AIM OF THE EXERCISE
Repeat exactly the lines running from the first line of the data to the line containing "Expected: the position of each instance of the red tomato, given", both ends included, and nothing else; drop the pictures.

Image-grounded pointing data
########################################

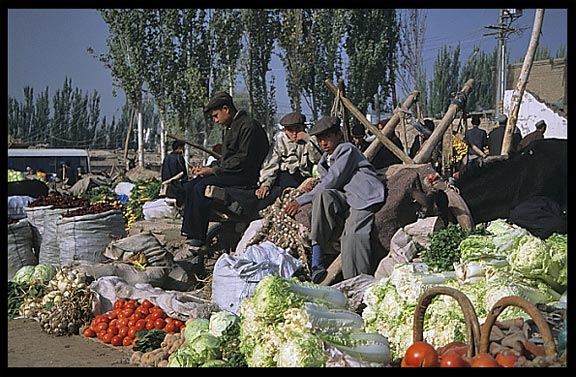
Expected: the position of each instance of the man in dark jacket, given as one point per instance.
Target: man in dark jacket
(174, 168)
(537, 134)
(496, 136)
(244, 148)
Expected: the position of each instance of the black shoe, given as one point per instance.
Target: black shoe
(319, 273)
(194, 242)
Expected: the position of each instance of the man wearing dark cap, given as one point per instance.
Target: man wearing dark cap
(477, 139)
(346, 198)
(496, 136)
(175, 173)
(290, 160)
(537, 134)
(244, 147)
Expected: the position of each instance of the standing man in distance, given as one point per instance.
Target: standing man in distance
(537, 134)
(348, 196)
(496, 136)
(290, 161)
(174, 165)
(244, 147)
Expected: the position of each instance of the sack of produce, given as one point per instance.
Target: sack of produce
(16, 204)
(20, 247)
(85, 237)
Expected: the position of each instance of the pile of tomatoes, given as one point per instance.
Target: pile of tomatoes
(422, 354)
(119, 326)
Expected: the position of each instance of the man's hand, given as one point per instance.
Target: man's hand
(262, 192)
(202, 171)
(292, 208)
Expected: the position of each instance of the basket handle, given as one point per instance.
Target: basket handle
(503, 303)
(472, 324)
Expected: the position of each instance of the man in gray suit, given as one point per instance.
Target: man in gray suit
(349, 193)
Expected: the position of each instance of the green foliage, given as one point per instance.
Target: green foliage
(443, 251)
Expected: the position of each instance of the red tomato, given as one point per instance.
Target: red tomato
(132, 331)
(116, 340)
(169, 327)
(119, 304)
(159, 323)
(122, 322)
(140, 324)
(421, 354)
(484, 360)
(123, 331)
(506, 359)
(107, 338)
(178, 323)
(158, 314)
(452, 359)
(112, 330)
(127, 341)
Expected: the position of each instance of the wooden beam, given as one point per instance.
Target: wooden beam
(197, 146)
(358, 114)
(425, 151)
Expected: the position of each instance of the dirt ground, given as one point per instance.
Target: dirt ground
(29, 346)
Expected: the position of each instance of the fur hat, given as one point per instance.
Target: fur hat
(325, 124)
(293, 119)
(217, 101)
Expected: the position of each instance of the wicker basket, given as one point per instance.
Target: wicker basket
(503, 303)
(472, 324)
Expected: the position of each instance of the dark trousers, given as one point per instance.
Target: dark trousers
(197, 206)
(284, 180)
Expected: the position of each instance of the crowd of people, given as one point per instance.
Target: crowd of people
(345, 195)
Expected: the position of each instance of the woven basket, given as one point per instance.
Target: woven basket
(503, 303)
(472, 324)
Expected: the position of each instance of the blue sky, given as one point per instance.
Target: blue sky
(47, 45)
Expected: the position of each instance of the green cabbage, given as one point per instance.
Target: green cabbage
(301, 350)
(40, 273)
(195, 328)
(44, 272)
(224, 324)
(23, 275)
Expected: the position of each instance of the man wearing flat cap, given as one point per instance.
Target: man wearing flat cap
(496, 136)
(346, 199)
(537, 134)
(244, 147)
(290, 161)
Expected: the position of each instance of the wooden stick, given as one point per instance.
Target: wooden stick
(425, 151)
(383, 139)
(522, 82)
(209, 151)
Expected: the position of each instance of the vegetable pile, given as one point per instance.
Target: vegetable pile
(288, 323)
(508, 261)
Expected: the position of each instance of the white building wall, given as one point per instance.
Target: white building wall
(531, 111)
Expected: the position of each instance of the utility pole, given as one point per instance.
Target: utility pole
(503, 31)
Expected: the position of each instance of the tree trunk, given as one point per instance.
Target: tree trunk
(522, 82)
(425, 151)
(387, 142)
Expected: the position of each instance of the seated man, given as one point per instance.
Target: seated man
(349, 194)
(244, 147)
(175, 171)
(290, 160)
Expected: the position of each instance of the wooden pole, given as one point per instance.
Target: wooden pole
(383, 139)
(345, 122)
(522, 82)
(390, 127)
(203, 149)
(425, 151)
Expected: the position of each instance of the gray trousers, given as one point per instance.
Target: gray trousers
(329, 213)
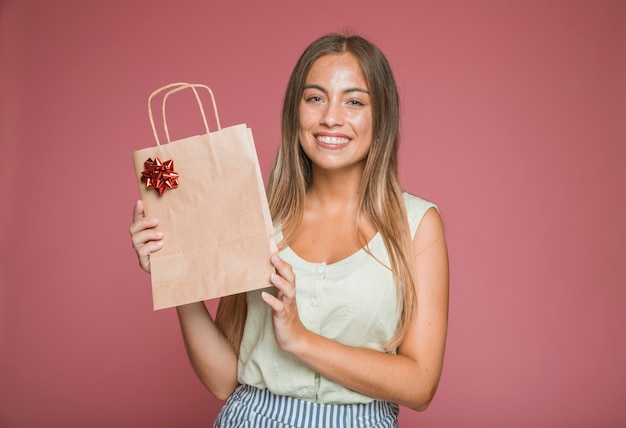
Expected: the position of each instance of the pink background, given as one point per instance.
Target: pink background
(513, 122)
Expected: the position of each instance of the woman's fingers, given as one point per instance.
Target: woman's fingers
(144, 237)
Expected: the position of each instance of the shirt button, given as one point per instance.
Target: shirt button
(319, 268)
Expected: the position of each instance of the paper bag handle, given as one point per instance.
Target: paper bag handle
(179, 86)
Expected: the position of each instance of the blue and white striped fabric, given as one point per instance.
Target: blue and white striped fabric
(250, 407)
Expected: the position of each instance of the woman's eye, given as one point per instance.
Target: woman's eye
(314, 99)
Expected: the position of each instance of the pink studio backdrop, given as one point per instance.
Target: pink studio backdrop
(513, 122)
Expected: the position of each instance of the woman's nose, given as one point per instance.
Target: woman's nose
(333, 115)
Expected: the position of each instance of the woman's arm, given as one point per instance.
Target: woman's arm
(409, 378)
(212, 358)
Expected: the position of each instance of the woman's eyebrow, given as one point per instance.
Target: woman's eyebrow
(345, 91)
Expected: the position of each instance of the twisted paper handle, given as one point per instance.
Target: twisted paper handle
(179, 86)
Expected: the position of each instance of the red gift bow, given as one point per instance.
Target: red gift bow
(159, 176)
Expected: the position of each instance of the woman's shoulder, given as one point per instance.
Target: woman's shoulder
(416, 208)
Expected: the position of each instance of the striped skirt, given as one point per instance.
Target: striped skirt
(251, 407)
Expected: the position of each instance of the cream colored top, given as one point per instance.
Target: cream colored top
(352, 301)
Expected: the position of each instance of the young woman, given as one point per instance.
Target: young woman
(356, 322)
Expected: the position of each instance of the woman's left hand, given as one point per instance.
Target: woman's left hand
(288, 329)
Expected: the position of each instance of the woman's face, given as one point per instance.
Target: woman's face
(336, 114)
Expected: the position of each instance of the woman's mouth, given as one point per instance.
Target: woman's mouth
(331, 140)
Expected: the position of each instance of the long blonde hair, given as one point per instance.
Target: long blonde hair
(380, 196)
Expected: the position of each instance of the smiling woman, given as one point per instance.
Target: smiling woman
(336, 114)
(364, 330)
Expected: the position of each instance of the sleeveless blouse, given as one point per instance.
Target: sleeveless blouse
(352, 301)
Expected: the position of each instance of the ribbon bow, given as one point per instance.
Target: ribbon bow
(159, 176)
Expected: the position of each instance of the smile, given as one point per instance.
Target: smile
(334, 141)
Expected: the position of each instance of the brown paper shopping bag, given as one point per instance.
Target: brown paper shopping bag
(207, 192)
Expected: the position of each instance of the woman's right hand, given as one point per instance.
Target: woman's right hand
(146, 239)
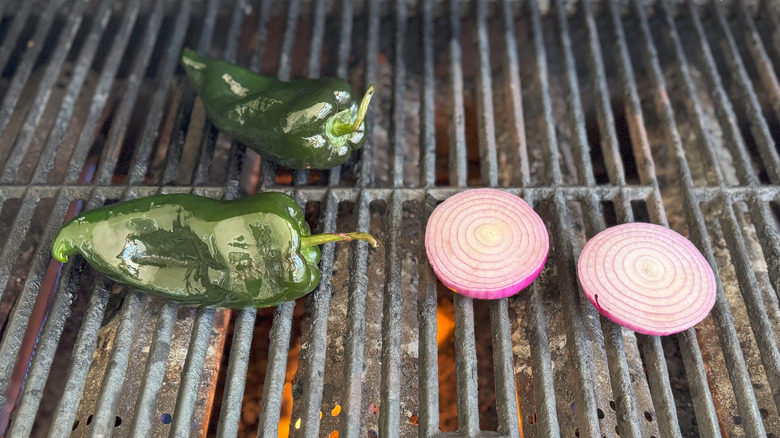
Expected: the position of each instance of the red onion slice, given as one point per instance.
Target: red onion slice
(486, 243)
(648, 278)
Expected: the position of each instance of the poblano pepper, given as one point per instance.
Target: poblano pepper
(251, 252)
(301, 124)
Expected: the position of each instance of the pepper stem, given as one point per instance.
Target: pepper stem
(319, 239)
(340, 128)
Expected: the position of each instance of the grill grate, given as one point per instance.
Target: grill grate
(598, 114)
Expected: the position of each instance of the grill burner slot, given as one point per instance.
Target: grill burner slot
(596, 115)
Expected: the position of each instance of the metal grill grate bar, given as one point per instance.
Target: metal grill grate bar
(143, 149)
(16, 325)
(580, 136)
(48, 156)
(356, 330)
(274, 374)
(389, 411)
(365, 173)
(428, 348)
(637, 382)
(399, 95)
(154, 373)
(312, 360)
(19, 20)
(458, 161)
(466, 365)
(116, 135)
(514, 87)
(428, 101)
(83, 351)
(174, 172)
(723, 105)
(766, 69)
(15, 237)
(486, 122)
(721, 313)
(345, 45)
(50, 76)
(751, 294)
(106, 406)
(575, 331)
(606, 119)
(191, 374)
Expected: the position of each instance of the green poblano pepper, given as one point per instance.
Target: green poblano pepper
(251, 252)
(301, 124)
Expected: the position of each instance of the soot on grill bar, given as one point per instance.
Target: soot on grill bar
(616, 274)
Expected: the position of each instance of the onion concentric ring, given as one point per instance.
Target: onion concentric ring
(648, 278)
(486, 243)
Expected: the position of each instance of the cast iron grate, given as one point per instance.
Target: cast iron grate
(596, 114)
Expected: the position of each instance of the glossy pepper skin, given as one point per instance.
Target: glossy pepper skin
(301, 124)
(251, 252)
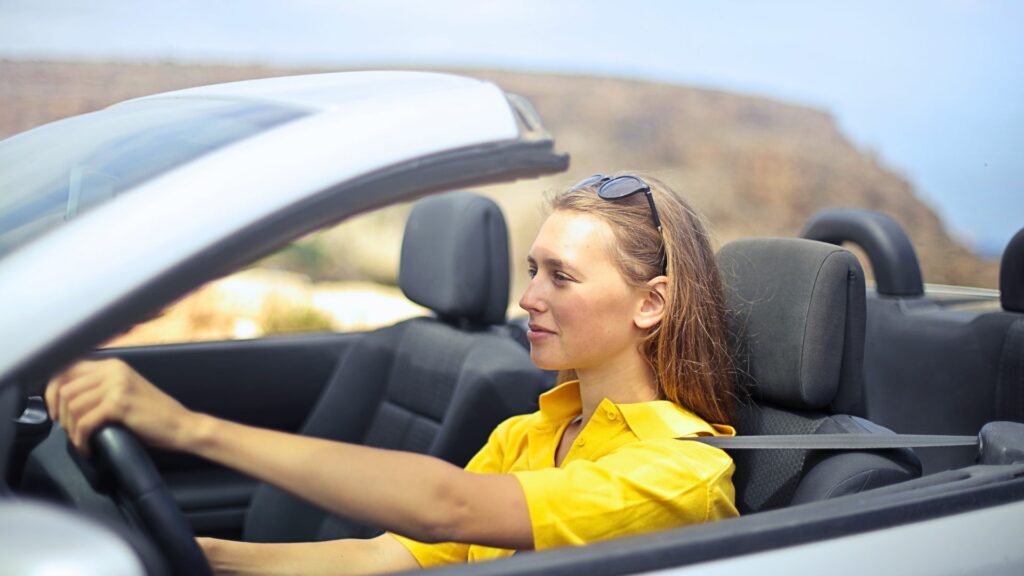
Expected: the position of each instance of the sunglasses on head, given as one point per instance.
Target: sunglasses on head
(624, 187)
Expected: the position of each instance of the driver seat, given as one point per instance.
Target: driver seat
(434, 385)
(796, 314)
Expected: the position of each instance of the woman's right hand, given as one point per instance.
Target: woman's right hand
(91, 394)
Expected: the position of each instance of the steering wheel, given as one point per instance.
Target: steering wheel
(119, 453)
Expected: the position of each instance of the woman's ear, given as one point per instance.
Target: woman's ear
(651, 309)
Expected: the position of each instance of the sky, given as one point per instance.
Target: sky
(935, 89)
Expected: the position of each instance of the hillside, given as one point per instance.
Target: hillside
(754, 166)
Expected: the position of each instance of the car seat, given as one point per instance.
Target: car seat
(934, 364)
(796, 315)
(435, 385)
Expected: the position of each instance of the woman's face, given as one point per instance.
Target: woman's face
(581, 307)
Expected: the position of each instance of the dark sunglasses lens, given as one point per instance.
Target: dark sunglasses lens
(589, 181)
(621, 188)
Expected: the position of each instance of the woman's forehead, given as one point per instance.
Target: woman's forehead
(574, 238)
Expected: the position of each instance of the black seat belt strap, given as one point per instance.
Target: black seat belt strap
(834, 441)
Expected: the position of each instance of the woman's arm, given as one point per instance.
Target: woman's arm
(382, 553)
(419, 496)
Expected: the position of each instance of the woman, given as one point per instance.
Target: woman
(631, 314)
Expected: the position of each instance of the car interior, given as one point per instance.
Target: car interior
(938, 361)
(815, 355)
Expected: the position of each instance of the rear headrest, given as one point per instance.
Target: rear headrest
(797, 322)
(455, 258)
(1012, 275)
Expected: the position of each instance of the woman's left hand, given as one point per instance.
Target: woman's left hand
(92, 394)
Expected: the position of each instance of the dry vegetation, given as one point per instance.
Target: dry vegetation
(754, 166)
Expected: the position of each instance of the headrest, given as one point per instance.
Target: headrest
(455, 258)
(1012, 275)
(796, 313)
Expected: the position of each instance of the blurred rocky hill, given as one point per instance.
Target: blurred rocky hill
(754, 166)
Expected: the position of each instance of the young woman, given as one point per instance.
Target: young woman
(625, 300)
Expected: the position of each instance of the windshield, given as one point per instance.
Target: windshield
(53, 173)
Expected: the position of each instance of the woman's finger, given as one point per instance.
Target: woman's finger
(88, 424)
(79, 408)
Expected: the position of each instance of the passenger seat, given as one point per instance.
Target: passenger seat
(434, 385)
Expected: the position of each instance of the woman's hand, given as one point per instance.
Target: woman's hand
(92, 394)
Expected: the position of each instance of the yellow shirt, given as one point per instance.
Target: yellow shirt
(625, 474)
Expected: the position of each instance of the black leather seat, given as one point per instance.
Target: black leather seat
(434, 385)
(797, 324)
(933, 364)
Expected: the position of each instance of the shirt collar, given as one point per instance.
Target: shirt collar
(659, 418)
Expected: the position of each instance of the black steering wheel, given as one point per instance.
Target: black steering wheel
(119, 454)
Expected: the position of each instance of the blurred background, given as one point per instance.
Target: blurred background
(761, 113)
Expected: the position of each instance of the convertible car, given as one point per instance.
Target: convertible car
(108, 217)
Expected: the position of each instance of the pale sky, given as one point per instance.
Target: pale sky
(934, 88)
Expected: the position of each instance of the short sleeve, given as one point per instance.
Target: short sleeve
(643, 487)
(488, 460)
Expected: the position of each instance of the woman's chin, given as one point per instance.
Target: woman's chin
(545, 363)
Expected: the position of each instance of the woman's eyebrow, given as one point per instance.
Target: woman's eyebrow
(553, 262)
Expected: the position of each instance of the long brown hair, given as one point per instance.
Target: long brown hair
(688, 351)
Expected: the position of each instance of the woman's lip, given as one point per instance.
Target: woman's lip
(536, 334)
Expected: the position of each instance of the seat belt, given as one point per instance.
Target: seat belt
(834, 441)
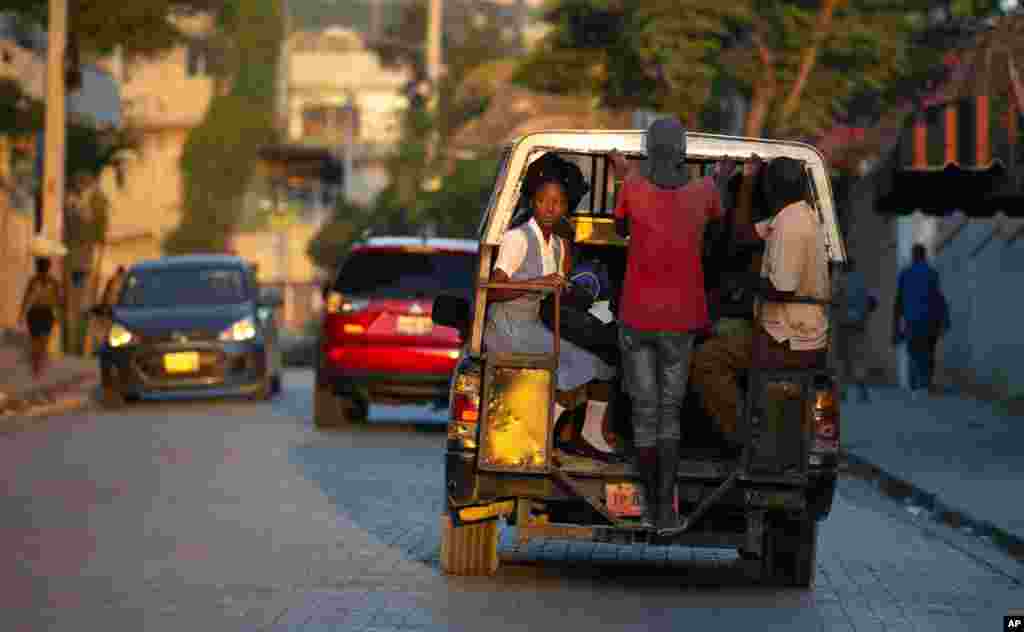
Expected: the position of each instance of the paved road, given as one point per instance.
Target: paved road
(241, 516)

########################################

FINISHED EXERCISE
Expected: the position of each instance of the man in dark jacket, given as one point per instance.
Target: man in dark jacket
(174, 168)
(537, 134)
(496, 136)
(244, 148)
Expected: the position of each instance of the black shoe, given as one point per instance.
Target: black shoe
(319, 273)
(194, 242)
Expected: the position of each instance of the man wearing dark cap, given as one point per instance.
Target: man wearing dark cap
(477, 139)
(346, 198)
(496, 136)
(175, 173)
(290, 160)
(537, 134)
(244, 147)
Expected: the position of each instance of the standing man in distance, given as one point per instance.
Target: standing man in distance
(537, 134)
(348, 196)
(496, 136)
(290, 161)
(174, 165)
(244, 147)
Expected: the position of each instance of the sack of produce, given as one point per instance.
Target: sack of produce
(16, 204)
(20, 247)
(85, 237)
Expected: the position of each instance of the pile of tomatoes, given as one point per instance.
Target: pile of tomatoes
(422, 354)
(119, 326)
Expected: the position of each instance of the man's hand, given as one point per instance.
Target: man's hand
(262, 192)
(202, 171)
(292, 208)
Expected: the position of each instance of the basket handle, given as one point per instance.
Target: basket handle
(503, 303)
(472, 324)
Expected: the position of each instance of the man in gray suit, given as one point per instance.
Target: man in gray suit
(349, 193)
Expected: the position of each instance of the green foliage, given as one point per instance.
Target: green foliage
(443, 251)
Expected: the position of each instance of the red tomato, given as one point per instance.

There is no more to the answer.